TEXT SHOWN
━━━━━━━━
I am a Christian and do believe in the power of prayer, ie that prayer does change things and I have had many examples of that in my life. If I didn't I am not sure why I would bother praying. So, yes it is more than thinking about someone or holding them in your thoughts.
I am familiar with the type of situation you are talking about OP, and have been at meetings where we pray for people in that way.
I would never pray for someone in that context who had asked me not to. In fact I would think much less of the leadership of the church if, having been asked not to, they continued to pray for specific people in that way in a group prayer meeting.
I totally understand the feeling of violation, and that they are imposing this on you.
It is a breach of consent.
The real issue though is that they do this KNOWING you have asked them not to, and continue to tell you blatantly that they are doing this and going against your wishes. This is really a form of manipulation and control. They are violating your wishes, and it amazes me that they are so insensitive that they cannot see that.
There is a tendancy in evangelical churches to be very slack around issues like this, and things get shared 'for prayer' when they should have remained confidential. Eg, I was helping a lady from church, she had found a breast lump and was going to the emergency 2 week appointment. She asked for prayer, but I had not talked to her about what she wanted to share, so in the meeting I said - urgent hospital appointment, she is very anxious. People pressed for more details and I said - I am not sure what she wants me to share, so I won't say any more. Everyone was fine with that. But in many contexts it is all shared.
Another example is someone shared about an upcoming operation their ds was having and then said - he doesn't want everyone knowing but I told him this was his church family, so they needed to know so they could pray. At the time our dd was going through something and we had deliberately only shared it with one or two close friends as she did not want everyone to know.
That breach of their child's wishes actually made me very angry and I had several conversations with leaders around this issue of our teenagers right to confidentiality and setting an example. They got it.
If there is no respect, how can we expect people to want to join us anyway? The first thing I do is respect who someone is and what their opinion is, if we then have discussions about faith, fine, if they do not want to then I must respect that too. Otherwise there is a terrible arrogance abotu assuming I am somehow better than them, and that is not how God would have us be anyway.
━━━━━━━━
DATA
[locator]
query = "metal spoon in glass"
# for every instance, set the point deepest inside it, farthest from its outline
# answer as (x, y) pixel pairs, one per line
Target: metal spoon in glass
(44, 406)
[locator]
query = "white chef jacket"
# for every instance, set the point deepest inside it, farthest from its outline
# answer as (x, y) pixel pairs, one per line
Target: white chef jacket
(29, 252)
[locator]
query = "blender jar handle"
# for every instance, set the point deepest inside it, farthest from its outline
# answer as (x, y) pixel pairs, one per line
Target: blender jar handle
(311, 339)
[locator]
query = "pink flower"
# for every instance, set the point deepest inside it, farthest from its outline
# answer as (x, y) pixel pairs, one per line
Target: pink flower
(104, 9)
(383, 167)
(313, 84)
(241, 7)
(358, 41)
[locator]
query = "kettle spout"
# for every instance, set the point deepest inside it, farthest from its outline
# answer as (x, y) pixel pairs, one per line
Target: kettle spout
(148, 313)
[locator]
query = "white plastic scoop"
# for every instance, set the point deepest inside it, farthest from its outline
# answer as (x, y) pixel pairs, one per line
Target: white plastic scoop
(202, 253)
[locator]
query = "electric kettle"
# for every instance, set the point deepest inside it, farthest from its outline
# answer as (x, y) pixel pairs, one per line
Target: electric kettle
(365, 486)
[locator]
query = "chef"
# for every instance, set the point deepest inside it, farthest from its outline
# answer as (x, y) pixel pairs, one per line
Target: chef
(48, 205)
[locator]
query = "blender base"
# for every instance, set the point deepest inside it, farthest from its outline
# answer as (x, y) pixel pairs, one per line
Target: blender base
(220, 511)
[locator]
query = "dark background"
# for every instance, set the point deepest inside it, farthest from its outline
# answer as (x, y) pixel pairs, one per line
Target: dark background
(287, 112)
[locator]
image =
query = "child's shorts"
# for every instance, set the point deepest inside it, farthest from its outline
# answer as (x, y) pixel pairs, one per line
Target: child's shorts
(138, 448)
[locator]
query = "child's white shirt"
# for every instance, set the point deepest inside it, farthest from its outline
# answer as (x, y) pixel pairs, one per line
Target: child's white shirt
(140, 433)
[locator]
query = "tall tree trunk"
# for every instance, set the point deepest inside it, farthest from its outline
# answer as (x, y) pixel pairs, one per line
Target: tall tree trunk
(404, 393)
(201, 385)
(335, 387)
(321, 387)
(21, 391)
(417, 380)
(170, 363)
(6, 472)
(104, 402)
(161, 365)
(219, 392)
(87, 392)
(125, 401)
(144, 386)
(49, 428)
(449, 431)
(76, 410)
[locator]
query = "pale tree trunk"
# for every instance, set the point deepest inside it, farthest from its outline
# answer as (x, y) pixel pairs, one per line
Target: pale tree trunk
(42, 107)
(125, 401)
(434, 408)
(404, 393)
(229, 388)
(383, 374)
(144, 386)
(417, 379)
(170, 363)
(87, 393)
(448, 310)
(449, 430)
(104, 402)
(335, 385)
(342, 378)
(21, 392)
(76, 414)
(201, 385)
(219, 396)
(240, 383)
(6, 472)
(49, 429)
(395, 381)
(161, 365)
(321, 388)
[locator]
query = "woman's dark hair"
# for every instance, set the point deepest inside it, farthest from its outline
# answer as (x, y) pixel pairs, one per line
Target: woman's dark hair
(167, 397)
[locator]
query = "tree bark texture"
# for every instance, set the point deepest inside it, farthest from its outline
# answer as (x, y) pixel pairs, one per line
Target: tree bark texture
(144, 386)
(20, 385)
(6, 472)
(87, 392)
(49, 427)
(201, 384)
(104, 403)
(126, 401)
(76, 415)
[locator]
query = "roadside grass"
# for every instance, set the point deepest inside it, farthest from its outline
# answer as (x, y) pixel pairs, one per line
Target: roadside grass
━━━━━━━━
TO DO
**1)** Quote the part of the post on prayer that opens with the words containing "I am familiar" and closes with "cannot see that.".
**2)** For each statement below, answer yes or no as to whether it agrees with the post on prayer, and quote the deciding words of the post.
(a) When people at the meeting pressed for more details about the lady's hospital appointment, the writer gave none.
(b) The church leaders rejected the writer's point about teenagers' right to confidentiality.
(c) The situation the writer's daughter was going through had been shared with only one or two close friends.

RESULTS OF THE TASKS
**1)**
I am familiar with the type of situation you are talking about OP, and have been at meetings where we pray for people in that way.
I would never pray for someone in that context who had asked me not to. In fact I would think much less of the leadership of the church if, having been asked not to, they continued to pray for specific people in that way in a group prayer meeting.
I totally understand the feeling of violation, and that they are imposing this on you.
It is a breach of consent.
The real issue though is that they do this KNOWING you have asked them not to, and continue to tell you blatantly that they are doing this and going against your wishes. This is really a form of manipulation and control. They are violating your wishes, and it amazes me that they are so insensitive that they cannot see that.

**2)**
(a) Yes: "I am not sure what she wants me to share, so I won't say any more."
(b) No: "They got it."
(c) Yes: "we had deliberately only shared it with one or two close friends"